* [TEXTO PROPORCIONADO]:
◆ ◆ ◆

Contamos ya con suficientes evidencias para empezar a construir una tipología de la violencia, paso inicial y necesario para ir desbrozando el terreno. Podemos formular una primera distinción entre violencia subversiva y represiva, pues aunque similares en esencia, parecen diferenciarse por lo que hace a algunas de sus formas, contenidos y significados. Por el lado de la insurgencia, los principales actos de violencia que hemos encontrado en las fuentes documentales son: a) el homicidio, sobre todo las matanzas de españoles peninsulares; b) los ataques a los pueblos, villas y ciudades; c) el robo y el saqueo; y d) los maltratos, injurias y amenazas. Por lo que respecta al bando realista destacan una variedad de penas y castigos por un lado, diversas modalidades del ataque a pueblos y villas que se consideraban infidentes, y una miríada de actos muy cercanos al terrorismo oficial.

◆ ◆ ◆

* [CONJUNTO DE TAREAS]:
(1) Según el texto sobre la tipología de la violencia, ¿entre qué dos tipos de violencia se plantea una primera distinción?
(2) Reescribe el fragmento del texto sobre la tipología de la violencia desde "Contamos ya con" hasta "al terrorismo oficial.", ambos incluidos, y cambia "insurgencia" por "rebelión".

* [REGISTROS EXTRAÍDOS]:
◆ ◆ ◆

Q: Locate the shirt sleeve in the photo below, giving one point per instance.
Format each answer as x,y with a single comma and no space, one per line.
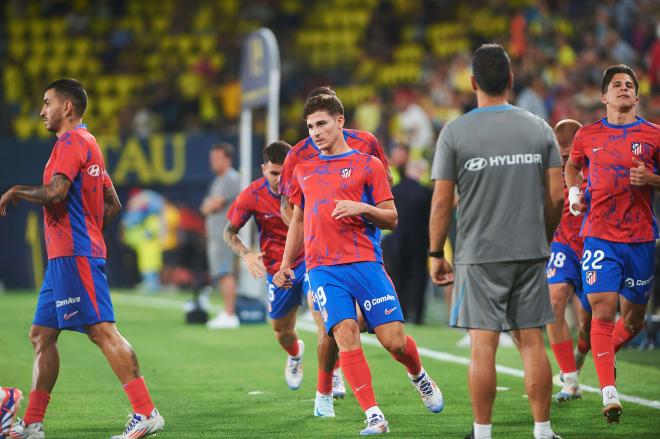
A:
107,181
444,160
577,153
71,156
241,209
554,156
377,182
296,196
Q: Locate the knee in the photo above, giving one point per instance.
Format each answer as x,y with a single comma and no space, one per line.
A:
558,299
102,334
395,345
39,338
634,326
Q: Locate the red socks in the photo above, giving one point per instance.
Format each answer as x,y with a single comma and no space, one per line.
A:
620,336
139,396
324,382
357,373
294,349
410,357
37,405
602,349
564,355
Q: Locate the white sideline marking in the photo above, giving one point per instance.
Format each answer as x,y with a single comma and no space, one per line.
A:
164,303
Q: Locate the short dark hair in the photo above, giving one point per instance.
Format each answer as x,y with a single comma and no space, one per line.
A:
71,89
609,73
325,90
323,102
276,152
225,147
491,68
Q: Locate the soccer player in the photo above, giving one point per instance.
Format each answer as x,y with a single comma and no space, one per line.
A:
505,163
329,379
619,228
344,197
10,400
79,200
262,200
565,278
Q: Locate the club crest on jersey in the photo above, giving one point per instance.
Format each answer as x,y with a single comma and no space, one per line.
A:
94,170
591,277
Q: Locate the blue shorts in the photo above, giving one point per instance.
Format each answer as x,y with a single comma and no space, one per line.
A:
564,267
280,300
74,295
626,268
338,287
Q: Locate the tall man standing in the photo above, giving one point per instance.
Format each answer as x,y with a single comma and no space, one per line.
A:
79,200
505,163
224,189
619,228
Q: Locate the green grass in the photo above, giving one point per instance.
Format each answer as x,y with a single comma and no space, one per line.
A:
201,382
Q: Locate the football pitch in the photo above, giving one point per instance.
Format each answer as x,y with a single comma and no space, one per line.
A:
212,384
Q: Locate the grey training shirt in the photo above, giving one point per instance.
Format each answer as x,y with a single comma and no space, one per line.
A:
498,156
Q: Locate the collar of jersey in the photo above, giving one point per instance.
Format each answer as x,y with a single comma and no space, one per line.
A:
339,156
80,125
622,127
504,107
344,131
270,191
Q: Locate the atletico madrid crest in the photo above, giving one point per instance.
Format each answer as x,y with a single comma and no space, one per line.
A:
591,277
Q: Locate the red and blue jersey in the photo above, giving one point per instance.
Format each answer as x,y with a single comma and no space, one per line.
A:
362,141
616,210
74,226
258,200
317,183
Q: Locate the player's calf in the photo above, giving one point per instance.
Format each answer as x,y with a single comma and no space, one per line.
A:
10,400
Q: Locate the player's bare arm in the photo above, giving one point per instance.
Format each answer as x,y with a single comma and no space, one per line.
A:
554,200
293,247
212,204
285,209
54,192
111,205
442,204
641,175
383,215
572,178
254,261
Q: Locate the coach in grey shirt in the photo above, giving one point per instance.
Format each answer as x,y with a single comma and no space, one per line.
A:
224,189
505,164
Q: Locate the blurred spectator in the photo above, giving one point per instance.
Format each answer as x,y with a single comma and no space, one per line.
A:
407,246
221,261
143,231
531,98
413,124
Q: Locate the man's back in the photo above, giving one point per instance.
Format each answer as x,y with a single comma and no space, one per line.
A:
498,156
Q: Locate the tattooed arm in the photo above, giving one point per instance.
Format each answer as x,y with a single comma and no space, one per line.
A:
111,204
54,192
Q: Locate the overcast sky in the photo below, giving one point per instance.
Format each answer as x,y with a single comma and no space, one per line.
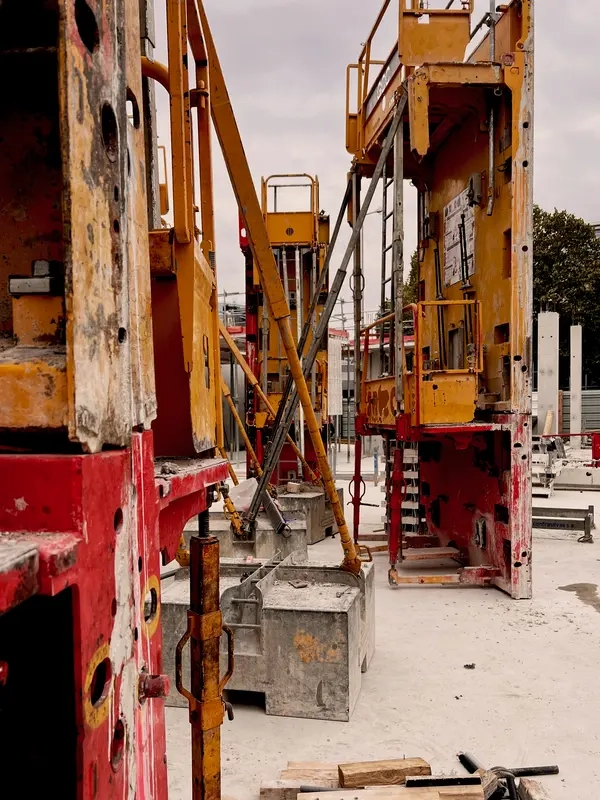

◆ ◆ ◆

* [SOLUCIONES]:
(1) Entre la violencia subversiva y la represiva.

(2)
Contamos ya con suficientes evidencias para empezar a construir una tipología de la violencia, paso inicial y necesario para ir desbrozando el terreno. Podemos formular una primera distinción entre violencia subversiva y represiva, pues aunque similares en esencia, parecen diferenciarse por lo que hace a algunas de sus formas, contenidos y significados. Por el lado de la rebelión, los principales actos de violencia que hemos encontrado en las fuentes documentales son: a) el homicidio, sobre todo las matanzas de españoles peninsulares; b) los ataques a los pueblos, villas y ciudades; c) el robo y el saqueo; y d) los maltratos, injurias y amenazas. Por lo que respecta al bando realista destacan una variedad de penas y castigos por un lado, diversas modalidades del ataque a pueblos y villas que se consideraban infidentes, y una miríada de actos muy cercanos al terrorismo oficial.